++++ Records for the task
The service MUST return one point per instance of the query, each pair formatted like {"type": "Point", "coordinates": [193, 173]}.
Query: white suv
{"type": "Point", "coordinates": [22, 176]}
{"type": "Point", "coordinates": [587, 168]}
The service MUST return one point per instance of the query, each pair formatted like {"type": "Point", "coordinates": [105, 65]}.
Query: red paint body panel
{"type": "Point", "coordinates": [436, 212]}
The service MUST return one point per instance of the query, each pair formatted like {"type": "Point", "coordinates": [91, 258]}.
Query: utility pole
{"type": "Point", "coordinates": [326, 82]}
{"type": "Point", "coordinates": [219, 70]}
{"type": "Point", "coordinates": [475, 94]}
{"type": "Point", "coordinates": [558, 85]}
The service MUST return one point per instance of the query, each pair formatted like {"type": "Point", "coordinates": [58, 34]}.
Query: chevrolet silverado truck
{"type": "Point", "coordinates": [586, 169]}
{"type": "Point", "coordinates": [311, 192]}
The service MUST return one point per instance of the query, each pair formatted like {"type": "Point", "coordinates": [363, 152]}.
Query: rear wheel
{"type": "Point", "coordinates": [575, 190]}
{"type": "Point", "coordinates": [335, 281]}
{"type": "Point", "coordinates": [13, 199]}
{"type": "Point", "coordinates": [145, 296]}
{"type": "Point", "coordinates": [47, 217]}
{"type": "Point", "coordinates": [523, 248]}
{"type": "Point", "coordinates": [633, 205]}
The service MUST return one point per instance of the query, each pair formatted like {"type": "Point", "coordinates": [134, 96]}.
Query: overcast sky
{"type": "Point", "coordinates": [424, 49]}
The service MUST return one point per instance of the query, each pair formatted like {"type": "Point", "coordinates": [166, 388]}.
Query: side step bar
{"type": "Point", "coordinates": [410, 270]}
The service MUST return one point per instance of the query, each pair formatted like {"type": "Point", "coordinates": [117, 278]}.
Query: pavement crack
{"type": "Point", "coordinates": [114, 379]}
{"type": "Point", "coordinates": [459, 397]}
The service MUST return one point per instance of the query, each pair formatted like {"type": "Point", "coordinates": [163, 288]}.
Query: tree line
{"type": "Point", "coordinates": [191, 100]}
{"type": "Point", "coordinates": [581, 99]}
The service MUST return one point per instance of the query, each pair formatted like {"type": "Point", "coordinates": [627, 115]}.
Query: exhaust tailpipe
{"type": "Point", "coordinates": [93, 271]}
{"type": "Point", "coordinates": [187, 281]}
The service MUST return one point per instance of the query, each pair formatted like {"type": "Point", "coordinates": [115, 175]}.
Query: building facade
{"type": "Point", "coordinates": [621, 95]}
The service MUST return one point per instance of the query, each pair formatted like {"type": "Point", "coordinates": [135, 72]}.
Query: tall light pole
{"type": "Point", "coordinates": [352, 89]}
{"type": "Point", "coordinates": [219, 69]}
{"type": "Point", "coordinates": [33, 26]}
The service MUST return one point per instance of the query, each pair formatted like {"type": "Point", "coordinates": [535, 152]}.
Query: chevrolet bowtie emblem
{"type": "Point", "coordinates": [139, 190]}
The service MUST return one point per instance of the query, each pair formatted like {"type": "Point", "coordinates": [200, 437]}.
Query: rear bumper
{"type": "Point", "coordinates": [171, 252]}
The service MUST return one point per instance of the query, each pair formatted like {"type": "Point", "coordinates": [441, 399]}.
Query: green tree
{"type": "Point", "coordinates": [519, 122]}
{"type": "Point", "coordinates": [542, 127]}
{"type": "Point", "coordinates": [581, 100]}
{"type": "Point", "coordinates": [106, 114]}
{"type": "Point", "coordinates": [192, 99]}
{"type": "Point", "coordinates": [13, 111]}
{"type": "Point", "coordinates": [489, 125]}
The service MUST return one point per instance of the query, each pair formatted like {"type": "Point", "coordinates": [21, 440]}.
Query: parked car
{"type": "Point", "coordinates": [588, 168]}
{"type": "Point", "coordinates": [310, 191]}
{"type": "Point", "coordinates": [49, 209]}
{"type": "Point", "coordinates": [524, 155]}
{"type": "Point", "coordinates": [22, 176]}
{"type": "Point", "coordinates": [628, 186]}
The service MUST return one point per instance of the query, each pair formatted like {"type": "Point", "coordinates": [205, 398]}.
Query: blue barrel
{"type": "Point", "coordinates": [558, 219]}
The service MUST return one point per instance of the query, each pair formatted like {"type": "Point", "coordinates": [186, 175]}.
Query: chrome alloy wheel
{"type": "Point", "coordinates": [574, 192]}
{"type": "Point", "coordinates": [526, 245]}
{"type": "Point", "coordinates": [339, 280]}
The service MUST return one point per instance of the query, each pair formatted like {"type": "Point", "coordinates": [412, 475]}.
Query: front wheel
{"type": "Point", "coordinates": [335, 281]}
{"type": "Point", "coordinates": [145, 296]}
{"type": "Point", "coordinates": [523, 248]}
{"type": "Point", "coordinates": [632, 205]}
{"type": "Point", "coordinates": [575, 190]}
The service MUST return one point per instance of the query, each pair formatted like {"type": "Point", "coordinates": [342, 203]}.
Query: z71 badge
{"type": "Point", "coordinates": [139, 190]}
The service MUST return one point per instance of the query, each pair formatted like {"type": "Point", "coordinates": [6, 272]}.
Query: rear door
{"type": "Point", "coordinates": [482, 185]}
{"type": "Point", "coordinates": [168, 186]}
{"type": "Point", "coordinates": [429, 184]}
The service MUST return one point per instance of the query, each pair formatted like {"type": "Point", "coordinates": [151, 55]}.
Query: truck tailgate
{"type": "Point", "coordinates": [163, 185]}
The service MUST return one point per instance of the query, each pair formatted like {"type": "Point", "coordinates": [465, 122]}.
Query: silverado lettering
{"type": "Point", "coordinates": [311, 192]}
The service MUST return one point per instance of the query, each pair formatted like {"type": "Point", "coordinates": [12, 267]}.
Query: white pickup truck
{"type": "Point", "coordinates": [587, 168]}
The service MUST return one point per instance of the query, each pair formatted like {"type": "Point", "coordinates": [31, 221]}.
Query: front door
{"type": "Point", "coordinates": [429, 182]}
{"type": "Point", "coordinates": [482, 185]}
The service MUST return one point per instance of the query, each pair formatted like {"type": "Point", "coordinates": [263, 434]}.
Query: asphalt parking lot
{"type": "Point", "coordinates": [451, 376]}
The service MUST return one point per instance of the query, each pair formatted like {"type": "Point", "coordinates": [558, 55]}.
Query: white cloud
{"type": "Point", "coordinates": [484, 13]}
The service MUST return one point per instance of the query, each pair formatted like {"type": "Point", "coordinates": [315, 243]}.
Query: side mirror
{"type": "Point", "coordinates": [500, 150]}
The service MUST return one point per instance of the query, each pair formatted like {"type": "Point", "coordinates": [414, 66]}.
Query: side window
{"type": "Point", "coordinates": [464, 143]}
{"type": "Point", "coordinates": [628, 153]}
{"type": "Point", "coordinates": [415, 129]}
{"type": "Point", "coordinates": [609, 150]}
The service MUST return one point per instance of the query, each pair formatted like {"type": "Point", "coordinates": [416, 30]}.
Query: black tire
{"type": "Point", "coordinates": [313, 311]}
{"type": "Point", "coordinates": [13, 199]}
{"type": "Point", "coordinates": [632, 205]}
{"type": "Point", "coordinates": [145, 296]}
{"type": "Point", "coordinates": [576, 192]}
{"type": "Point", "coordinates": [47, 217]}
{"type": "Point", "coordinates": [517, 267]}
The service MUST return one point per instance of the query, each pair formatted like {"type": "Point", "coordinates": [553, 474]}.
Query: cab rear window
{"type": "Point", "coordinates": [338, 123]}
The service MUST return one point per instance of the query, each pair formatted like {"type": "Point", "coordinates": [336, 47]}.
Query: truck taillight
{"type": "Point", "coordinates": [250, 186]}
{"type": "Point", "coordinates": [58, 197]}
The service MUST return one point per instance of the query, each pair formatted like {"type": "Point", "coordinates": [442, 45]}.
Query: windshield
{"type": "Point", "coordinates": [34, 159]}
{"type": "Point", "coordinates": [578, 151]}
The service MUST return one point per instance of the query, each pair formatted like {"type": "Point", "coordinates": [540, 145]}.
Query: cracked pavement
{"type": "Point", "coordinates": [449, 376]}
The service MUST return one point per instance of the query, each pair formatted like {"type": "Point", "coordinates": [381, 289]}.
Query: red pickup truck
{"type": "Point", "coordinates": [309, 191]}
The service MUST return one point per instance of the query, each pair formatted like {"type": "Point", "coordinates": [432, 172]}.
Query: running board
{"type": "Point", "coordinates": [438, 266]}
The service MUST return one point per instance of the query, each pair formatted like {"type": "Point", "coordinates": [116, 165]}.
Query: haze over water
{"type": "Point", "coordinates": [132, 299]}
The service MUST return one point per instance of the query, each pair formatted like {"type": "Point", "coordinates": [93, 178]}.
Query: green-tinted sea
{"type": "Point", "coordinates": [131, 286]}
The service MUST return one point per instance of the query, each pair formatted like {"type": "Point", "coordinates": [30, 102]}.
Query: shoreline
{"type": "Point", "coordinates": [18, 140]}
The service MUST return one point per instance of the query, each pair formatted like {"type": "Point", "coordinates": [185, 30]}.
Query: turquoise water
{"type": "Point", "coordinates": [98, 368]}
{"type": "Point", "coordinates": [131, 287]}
++++++++
● Task requirements
Write out the lines above exactly, but only from the one containing "Query: windshield" through the last one.

● Result
Query: windshield
{"type": "Point", "coordinates": [34, 159]}
{"type": "Point", "coordinates": [578, 151]}
The service MUST return one point per instance of the query, each pair formatted like {"type": "Point", "coordinates": [540, 145]}.
Query: cracked pavement
{"type": "Point", "coordinates": [449, 376]}
The service MUST return one point per instance of the query, each pair formatted like {"type": "Point", "coordinates": [381, 289]}.
Query: red pickup truck
{"type": "Point", "coordinates": [309, 191]}
The service MUST return one point per instance of the query, each pair formatted like {"type": "Point", "coordinates": [432, 172]}.
Query: running board
{"type": "Point", "coordinates": [438, 266]}
The service MUST return one point per instance of the query, each pair formatted like {"type": "Point", "coordinates": [116, 165]}.
Query: haze over water
{"type": "Point", "coordinates": [132, 299]}
The service MUST return one point per instance of the query, each pair formatted like {"type": "Point", "coordinates": [93, 178]}.
Query: green-tinted sea
{"type": "Point", "coordinates": [131, 286]}
The service MUST return one point per instance of the query, each pair formatted like {"type": "Point", "coordinates": [30, 102]}.
Query: shoreline
{"type": "Point", "coordinates": [18, 140]}
The service MUST return one point per instance of the query, each pair formatted like {"type": "Point", "coordinates": [185, 30]}.
Query: turquoise water
{"type": "Point", "coordinates": [98, 368]}
{"type": "Point", "coordinates": [131, 287]}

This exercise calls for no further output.